## Brief
Your output is the line containing "Can you see the bicycle" plus all lines after it to the end of the records, reproduced exactly, with nothing else.

*** Input for this task ***

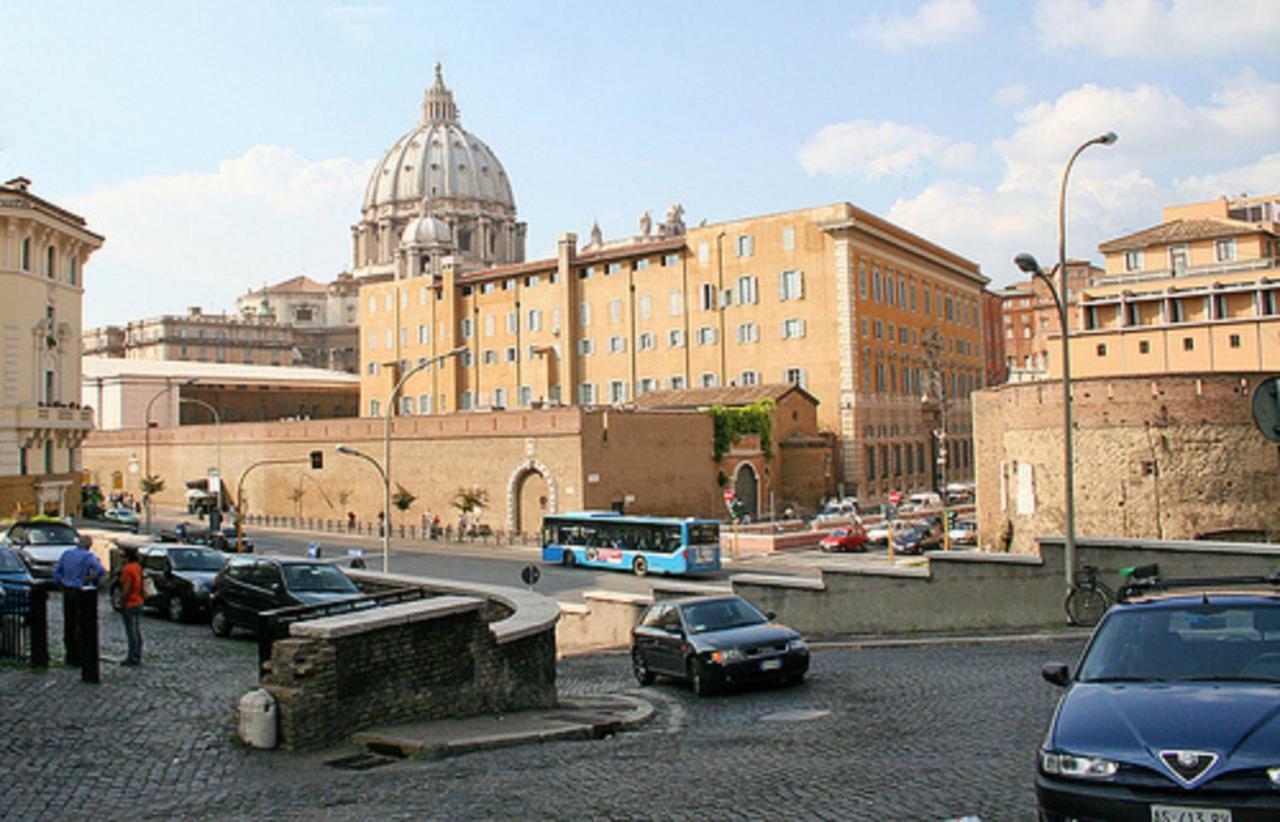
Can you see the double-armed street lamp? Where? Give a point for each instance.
(146, 439)
(1027, 263)
(384, 469)
(215, 517)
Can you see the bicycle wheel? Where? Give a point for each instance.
(1086, 606)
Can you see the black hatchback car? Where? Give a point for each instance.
(250, 585)
(713, 642)
(182, 578)
(1174, 712)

*** End of Input for this task ***

## Solution below
Can you see the bicycle wheel? Where? Give a point for each instance.
(1086, 606)
Can you see the black hatchback car? Where? Give a point for each instance.
(250, 585)
(713, 642)
(182, 578)
(1174, 712)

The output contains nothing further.